WRITTEN TASK
Please output the lines from the line with "segment --target=aerosol spray can" to the line with "Segment every instance of the aerosol", both included, as a JSON list of strings with one string per line and blank lines left out.

— start of GIVEN ENTRIES —

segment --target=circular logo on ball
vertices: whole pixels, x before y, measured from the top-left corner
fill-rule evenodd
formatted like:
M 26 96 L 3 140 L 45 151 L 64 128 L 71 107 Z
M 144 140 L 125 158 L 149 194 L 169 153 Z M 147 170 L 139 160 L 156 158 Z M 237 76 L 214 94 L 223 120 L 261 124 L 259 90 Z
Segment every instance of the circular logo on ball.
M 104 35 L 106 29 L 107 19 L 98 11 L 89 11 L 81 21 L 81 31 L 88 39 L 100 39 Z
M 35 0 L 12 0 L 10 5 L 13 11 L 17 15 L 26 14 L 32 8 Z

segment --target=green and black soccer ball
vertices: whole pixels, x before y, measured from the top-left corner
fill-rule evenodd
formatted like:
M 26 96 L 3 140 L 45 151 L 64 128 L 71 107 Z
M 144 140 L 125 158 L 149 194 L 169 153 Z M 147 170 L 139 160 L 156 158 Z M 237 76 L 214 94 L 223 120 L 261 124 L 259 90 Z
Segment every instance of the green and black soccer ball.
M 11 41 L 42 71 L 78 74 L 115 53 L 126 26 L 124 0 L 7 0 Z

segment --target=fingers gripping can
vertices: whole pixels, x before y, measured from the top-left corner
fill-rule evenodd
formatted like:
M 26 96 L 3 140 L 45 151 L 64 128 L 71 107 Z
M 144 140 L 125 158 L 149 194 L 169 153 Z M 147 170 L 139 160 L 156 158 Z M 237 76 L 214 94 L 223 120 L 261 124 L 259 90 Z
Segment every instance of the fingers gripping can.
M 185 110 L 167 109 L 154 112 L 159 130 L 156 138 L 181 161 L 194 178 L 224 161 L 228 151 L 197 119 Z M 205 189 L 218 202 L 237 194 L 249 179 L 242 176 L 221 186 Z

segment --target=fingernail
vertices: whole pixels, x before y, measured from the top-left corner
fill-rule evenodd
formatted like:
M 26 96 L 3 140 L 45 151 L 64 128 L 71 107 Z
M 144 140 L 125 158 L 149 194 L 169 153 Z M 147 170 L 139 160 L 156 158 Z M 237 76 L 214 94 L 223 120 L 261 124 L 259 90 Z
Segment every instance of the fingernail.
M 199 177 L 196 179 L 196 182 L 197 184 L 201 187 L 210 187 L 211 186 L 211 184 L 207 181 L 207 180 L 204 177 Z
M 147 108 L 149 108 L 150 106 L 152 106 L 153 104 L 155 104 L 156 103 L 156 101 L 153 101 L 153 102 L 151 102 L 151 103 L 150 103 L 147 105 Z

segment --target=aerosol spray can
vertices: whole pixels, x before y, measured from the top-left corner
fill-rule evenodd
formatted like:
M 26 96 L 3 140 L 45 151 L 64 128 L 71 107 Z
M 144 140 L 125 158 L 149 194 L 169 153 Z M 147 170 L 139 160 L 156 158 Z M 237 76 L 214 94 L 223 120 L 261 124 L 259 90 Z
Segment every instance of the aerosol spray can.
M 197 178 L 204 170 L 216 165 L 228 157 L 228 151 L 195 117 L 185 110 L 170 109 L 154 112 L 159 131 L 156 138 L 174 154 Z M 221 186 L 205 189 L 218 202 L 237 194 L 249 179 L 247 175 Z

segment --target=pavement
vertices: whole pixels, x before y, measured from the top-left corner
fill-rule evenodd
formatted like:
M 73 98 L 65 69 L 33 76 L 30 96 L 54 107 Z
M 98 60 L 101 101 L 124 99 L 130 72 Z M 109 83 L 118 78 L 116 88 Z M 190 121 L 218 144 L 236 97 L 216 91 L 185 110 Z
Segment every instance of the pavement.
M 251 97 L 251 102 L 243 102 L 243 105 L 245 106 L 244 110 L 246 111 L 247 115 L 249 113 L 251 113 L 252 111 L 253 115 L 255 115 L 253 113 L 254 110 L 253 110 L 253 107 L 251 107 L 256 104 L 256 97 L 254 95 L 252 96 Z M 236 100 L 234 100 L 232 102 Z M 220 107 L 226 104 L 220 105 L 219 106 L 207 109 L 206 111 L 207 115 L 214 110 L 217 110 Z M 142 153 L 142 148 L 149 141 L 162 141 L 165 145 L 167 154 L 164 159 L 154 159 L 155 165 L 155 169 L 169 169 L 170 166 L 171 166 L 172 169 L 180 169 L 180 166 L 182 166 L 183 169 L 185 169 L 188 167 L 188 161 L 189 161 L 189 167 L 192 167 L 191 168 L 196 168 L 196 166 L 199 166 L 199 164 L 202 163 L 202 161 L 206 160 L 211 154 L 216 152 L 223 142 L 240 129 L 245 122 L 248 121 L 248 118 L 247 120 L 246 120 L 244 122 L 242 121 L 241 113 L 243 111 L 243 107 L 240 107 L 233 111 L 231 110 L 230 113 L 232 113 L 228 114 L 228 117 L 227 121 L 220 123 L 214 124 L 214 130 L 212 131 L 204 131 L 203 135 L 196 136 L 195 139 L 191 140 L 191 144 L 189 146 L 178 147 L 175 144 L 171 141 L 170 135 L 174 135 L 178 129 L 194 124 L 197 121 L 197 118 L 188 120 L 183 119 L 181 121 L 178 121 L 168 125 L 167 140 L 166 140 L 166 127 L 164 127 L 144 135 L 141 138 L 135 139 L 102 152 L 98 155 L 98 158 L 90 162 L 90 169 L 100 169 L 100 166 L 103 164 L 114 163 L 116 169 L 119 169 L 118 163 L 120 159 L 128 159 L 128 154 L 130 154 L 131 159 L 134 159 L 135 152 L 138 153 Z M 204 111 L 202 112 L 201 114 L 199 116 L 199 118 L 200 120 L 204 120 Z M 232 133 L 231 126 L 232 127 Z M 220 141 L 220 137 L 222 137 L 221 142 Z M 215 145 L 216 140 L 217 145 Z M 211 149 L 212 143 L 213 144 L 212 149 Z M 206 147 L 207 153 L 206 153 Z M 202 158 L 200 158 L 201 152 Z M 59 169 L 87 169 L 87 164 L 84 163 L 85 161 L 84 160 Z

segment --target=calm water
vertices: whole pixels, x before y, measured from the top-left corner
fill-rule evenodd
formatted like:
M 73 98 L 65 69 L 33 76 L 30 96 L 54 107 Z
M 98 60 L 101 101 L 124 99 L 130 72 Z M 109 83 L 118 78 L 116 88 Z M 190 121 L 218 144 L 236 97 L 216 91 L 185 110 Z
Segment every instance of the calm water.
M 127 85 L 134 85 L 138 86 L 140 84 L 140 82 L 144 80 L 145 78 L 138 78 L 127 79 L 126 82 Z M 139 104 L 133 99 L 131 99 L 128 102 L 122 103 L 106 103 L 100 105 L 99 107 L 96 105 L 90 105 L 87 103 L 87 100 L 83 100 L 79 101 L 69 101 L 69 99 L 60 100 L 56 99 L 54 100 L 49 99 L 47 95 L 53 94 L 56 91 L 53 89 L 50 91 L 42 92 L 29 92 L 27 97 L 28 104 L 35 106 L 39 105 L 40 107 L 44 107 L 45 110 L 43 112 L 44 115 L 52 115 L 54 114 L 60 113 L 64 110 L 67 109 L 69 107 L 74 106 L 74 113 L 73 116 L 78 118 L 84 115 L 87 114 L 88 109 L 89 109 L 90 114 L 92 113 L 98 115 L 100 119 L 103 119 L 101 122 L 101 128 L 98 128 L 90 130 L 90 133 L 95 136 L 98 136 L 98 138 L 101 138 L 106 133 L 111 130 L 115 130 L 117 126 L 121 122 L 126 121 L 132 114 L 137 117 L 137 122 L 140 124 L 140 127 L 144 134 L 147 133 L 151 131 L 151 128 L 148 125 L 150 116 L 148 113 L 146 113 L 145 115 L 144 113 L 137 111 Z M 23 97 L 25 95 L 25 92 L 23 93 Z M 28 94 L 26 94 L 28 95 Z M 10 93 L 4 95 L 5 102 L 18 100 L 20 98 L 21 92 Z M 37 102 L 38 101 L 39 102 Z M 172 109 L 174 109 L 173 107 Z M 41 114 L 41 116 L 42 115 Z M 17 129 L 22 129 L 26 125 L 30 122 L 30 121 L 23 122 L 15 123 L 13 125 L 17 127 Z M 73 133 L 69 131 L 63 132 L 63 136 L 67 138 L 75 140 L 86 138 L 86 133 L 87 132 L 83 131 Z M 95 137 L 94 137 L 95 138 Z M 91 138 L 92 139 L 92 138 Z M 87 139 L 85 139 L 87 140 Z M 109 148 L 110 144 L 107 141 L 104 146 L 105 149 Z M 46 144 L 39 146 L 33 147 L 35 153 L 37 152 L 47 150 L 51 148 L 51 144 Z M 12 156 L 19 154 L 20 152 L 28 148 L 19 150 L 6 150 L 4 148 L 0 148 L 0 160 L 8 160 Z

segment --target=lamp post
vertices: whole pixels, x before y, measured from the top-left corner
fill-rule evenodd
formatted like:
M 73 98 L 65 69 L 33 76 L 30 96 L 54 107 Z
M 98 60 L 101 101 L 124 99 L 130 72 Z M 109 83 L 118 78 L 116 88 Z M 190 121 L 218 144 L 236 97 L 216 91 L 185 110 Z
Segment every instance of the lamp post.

— end of GIVEN ENTRIES —

CORRECT RESPONSE
[
  "segment --target=aerosol spray can",
  "vertices: whole pixels, x before y, measured from the top-left corner",
  "fill-rule evenodd",
  "formatted like:",
  "M 26 96 L 3 140 L 45 151 L 64 128 L 71 107 Z",
  "M 144 140 L 125 158 L 149 194 L 169 153 Z M 147 170 L 139 160 L 156 158 Z M 237 76 L 214 94 L 223 120 L 261 124 L 259 90 Z",
  "Segment every instance of the aerosol spray can."
]